— TASK —
The answer must consist only of the lines from the line with "Teacher note: please indicate the fallen" to the line with "Teacher note: please indicate the duck's head", both included, exactly as they stand below.
━━━ INFORMATION SHOWN ━━━
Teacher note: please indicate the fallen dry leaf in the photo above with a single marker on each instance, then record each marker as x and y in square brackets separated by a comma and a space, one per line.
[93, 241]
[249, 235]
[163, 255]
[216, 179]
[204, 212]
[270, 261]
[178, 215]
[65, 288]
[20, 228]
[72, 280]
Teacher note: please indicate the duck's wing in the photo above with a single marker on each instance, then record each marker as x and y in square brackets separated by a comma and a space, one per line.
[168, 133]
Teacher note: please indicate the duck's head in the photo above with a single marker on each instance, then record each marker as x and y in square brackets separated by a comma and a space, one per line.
━━━
━━━ INFORMATION SHOWN ━━━
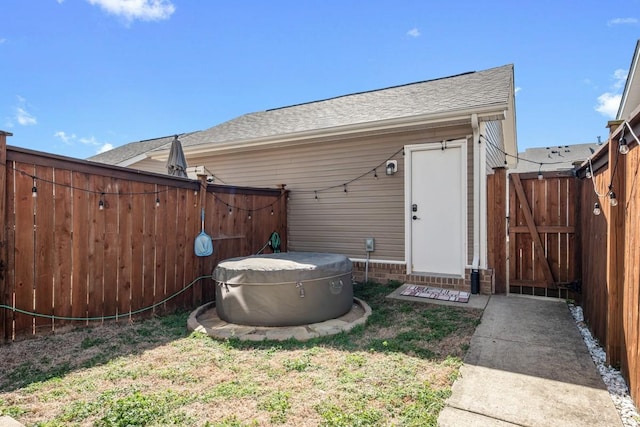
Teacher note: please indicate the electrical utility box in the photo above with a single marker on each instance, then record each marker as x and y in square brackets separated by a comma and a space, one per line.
━━━
— TASK ANSWER —
Teacher note: please indicate the fallen dry leaf in the photo above with a single marker on each instance, then record each marker as x and y in square brackets separated by a comma and a space, one per line.
[93, 241]
[249, 235]
[163, 255]
[216, 179]
[204, 212]
[270, 261]
[178, 215]
[65, 288]
[20, 228]
[72, 280]
Teacher note: please indicate the duck's wing in the photo above with a single marker on each instance, then record each marker as x and y in square brackets separated by a comma and a space, one per line.
[168, 133]
Teacher note: please indicate the duck's head in the photo above with a single marker on each instance, then record each marker as x and y in square brackets separated by a comma and a space, one per line.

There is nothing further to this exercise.